The task: Quote the full listing word for word.

Information supplied:

╔══

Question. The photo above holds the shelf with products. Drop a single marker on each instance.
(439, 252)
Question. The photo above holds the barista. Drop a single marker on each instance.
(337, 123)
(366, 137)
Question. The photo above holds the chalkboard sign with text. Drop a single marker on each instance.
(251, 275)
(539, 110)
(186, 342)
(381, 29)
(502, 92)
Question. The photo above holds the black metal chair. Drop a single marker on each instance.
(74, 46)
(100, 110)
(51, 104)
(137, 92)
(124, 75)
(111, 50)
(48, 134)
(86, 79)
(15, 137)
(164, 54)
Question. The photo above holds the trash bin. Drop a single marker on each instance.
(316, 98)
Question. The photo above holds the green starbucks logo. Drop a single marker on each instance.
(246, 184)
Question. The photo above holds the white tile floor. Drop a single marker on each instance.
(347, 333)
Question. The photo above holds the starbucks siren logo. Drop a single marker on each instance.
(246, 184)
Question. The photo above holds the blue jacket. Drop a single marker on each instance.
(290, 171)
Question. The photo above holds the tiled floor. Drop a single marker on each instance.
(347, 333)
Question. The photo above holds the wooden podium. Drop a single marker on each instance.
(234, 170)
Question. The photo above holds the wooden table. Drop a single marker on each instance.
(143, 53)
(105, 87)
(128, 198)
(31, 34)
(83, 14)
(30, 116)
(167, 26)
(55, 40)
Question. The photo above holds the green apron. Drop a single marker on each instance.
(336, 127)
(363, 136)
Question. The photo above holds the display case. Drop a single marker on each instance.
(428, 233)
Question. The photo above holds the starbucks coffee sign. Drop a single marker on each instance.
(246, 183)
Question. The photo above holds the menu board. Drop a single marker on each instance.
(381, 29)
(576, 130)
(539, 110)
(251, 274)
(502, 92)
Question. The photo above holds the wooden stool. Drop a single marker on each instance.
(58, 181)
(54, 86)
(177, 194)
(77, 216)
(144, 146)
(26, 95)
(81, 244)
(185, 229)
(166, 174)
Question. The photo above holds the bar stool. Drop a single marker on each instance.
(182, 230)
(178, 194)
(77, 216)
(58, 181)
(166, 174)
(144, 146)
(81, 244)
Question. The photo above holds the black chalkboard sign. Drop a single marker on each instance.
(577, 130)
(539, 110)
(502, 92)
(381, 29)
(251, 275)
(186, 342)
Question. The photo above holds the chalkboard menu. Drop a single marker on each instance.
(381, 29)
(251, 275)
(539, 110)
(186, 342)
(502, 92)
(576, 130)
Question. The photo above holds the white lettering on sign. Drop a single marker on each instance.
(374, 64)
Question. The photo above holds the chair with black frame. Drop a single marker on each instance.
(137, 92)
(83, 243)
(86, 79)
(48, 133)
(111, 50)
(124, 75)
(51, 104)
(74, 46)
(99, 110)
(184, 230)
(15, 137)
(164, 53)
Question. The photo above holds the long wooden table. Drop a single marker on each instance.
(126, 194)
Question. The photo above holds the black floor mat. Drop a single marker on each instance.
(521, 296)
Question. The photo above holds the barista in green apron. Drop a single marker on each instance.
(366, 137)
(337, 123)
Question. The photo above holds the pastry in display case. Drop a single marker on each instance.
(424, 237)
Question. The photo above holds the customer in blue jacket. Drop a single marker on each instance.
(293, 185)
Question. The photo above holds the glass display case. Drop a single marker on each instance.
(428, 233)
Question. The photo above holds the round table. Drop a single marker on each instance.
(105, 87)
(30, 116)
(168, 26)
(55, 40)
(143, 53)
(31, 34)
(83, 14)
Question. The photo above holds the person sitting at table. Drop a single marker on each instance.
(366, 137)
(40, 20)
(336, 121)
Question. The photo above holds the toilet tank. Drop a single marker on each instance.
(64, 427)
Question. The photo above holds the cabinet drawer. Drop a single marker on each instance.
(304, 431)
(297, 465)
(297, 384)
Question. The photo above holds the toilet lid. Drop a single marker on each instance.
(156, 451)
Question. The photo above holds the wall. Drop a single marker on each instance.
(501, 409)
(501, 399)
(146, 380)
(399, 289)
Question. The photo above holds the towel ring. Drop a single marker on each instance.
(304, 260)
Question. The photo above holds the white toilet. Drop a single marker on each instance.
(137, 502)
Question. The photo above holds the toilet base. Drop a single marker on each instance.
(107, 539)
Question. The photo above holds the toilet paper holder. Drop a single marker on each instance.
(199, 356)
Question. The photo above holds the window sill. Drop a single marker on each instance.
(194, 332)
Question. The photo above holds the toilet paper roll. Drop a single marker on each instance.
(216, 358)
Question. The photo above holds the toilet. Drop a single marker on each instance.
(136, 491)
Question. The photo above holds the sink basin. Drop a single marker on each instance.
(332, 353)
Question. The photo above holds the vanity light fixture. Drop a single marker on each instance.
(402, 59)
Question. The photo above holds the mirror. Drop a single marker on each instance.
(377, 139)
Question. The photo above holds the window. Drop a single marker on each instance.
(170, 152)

╚══

Output:
Question. The photo above holds the shelf with products. Drop a single marker on each instance.
(439, 252)
Question. The photo above holds the barista. Drop a single marker on each instance.
(337, 123)
(366, 137)
Question. The photo above holds the chalkboard sign with text. Drop a single marker on each instance.
(251, 275)
(539, 110)
(186, 342)
(381, 29)
(502, 92)
Question. The photo above holds the black metal chair. Drop a single marker on each instance.
(74, 46)
(100, 110)
(51, 104)
(137, 92)
(124, 75)
(111, 50)
(48, 134)
(86, 79)
(15, 137)
(164, 54)
Question. The photo above holds the trash bin. Drop a single marker on each instance.
(316, 98)
Question. The photo above holds the green starbucks logo. Drop a single marker on each instance.
(246, 184)
Question. The photo above holds the white tile floor. Drop a single marker on each instance.
(347, 333)
Question. The photo above holds the starbucks siren logo. Drop a single marker on each instance.
(246, 184)
Question. The photo above holds the blue jacket. Drop a single marker on each instance.
(290, 171)
Question. The photo above holds the tiled floor. Drop a single marker on each instance.
(347, 333)
Question. The photo above holds the wooden podium. Drop a single marker on each instance.
(234, 170)
Question. The photo above holds the wooden table. Drop a single marker on each instance.
(143, 53)
(105, 87)
(128, 198)
(31, 34)
(83, 14)
(30, 116)
(167, 26)
(55, 40)
Question. The photo above holds the green apron. Drop a single marker on each instance.
(336, 127)
(363, 136)
Question. The photo above holds the display case. Drop a single marker on each instance.
(428, 233)
Question. The photo above holds the starbucks coffee sign. Drop a single marker on each instance.
(246, 183)
Question. The photo above holds the menu board. Drop a single marker on each instance.
(381, 29)
(576, 130)
(539, 110)
(251, 274)
(502, 92)
Question. The photo above holds the wooden stool. Drop a single marker on each instance.
(58, 181)
(54, 86)
(177, 194)
(77, 216)
(144, 146)
(26, 95)
(81, 244)
(185, 229)
(166, 174)
Question. The photo above holds the bar stool. Drop a single marker on each instance.
(182, 230)
(178, 194)
(77, 216)
(58, 181)
(166, 174)
(144, 146)
(81, 244)
Question. The photo above holds the black chalkboard sign. Drop a single marker on each instance.
(577, 130)
(539, 110)
(502, 92)
(381, 29)
(251, 275)
(186, 342)
Question. The photo above holds the chalkboard menu. Drop a single marker on each instance.
(381, 29)
(251, 275)
(539, 110)
(186, 342)
(502, 92)
(576, 130)
Question. The photo above holds the white lettering on sign. Drop a single marker on each instance.
(374, 64)
Question. The photo above holds the chair with black frame. Drop a single marker on each instance.
(137, 92)
(83, 243)
(86, 79)
(48, 133)
(111, 50)
(124, 75)
(51, 104)
(74, 46)
(99, 110)
(184, 230)
(15, 137)
(164, 53)
Question. The photo above holds the long wooden table. Drop a single marker on each instance.
(126, 194)
Question. The photo above holds the black floor mat. Drop a single marker on each instance.
(521, 296)
Question. The photo above holds the barista in green apron. Drop a single marker on each instance.
(366, 137)
(337, 123)
Question. The photo above holds the pastry in display case. Drop a single marker on each instance.
(424, 237)
Question. The photo above holds the customer in blue jacket. Drop a single marker on each instance.
(293, 185)
Question. The photo above holds the glass display case. Drop a single marker on each instance.
(428, 233)
Question. The photo above holds the round table. Drop a single marker on each instance.
(105, 87)
(30, 116)
(168, 26)
(55, 40)
(143, 53)
(31, 34)
(83, 14)
Question. The photo above holds the person sitting at table. Drop a single marker on each instance.
(366, 137)
(40, 20)
(336, 121)
Question. The photo above holds the toilet tank. Drop a single marker on each instance.
(64, 427)
Question. The photo above holds the cabinet drawer. Drop a single marker on each instance.
(304, 431)
(297, 465)
(297, 384)
Question. The photo above holds the toilet lid. Drop a single marker on each instance.
(156, 451)
Question. The photo above holds the wall. Drop a single marker on each instance.
(501, 409)
(501, 399)
(146, 380)
(399, 289)
Question. The photo above holds the towel ring. Drop a single marker on each instance.
(304, 260)
Question. The photo above holds the white toilet. Drop a single marker on each instance.
(137, 502)
Question. The photo above holds the toilet base. Drop a single marker on each instance.
(107, 539)
Question. The photo above holds the toilet paper holder. Drop a single marker on each instance.
(199, 356)
Question. The photo above holds the window sill. Drop a single marker on each instance.
(194, 332)
Question. The photo above holds the toilet paper roll. Drop a single marker on each instance.
(216, 358)
Question. The photo above holds the toilet. Drop a single marker on each instance.
(136, 491)
Question. The photo above holds the sink basin. Drop a single marker on each instance.
(332, 353)
Question. The photo above holds the vanity light fixture. Drop a single marker on each instance.
(402, 59)
Question. The photo above holds the mirror. Drop a single marker on each instance.
(377, 139)
Question. The photo above holds the window. Drop a single marker on each instance.
(170, 152)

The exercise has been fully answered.